• _Problems to work on_
1. Decide whether each statement agrees with the text about luck, answering yes or no and quoting the exact words of the text that settle it: (a) The authors consider practicing gratitude the most important secret. (b) The authors say being lucky matters more than feeling lucky. (c) The authors address the fact that much of the world starts life on a lower rung of the luck-ladder.
2. Retype the part of the text about luck starting with "But what about" and going on through "around the world.", keeping it word for word.

Text section: Begin

Want to be luckier? The authors believe it is important to listen to your internal GPS. In other words listen to your inner voice, your gut, your intuition or whatever it is that helps you make lucky decisions.
Practice gratitude for everything in your life. Actually the authors believe this to be the most important secret and say that, “feeling lucky and feeling grateful are closely related.” And not surprisingly, they also add, “feeling lucky is more important than being lucky.” If that is true, and I personally agree it is, then it’s critical to remember that how we feel is mostly in our control—no matter what we are going through at any time in our lives.
Obviously there is a great deal more in the book than just the secrets—including suggestions, stories and support for each of them. They also finish up by reminding everyone that being lucky doesn’t mean that we won’t face tough challenges or that we can just “positive-think” every experience that comes along. However, according to the authors it is possible for all of us to create a pattern of conscious luck with intention and practice. And that alone will make a difference in how we feel about the experience.
But what about privilege? How much of the secrets apply to everyone around the world—especially those that might be disadvantaged from the very beginning of their lives? While the authors ignore the fact that a good portion of the world today starts life on a lower rung of the luck-ladder, I can’t help but recognize that is true. All the things that I mentioned earlier obviously started me out from an easier position than many of my sisters and brothers around the world.

Text section: End
Data to examine: Begin

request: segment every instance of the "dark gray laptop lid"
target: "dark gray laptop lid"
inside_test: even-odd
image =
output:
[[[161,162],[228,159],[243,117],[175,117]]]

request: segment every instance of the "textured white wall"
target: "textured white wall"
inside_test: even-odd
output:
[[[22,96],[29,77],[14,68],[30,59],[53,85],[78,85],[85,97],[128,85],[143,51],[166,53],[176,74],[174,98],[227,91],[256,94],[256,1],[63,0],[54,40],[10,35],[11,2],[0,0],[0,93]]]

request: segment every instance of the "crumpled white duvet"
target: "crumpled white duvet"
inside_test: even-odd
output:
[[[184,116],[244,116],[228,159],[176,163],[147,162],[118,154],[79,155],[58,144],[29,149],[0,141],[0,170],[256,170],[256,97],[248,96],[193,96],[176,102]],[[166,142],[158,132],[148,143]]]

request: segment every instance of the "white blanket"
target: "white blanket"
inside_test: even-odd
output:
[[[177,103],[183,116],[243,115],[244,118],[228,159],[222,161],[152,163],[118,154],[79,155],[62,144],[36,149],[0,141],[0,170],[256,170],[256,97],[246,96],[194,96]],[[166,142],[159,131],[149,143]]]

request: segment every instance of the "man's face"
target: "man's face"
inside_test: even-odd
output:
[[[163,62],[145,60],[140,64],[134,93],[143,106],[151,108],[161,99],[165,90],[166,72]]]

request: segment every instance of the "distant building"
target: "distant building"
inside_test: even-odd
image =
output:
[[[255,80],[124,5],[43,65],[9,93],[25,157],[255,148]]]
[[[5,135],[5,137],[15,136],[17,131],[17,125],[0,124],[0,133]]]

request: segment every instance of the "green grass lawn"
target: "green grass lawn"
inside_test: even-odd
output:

Data to examine: End

• _Expected results_
1.
(a) Yes: "Actually the authors believe this to be the most important secret"
(b) No: "feeling lucky is more important than being lucky."
(c) No: "the authors ignore the fact that a good portion of the world today starts life on a lower rung of the luck-ladder"

2.
But what about privilege? How much of the secrets apply to everyone around the world—especially those that might be disadvantaged from the very beginning of their lives? While the authors ignore the fact that a good portion of the world today starts life on a lower rung of the luck-ladder, I can’t help but recognize that is true. All the things that I mentioned earlier obviously started me out from an easier position than many of my sisters and brothers around the world.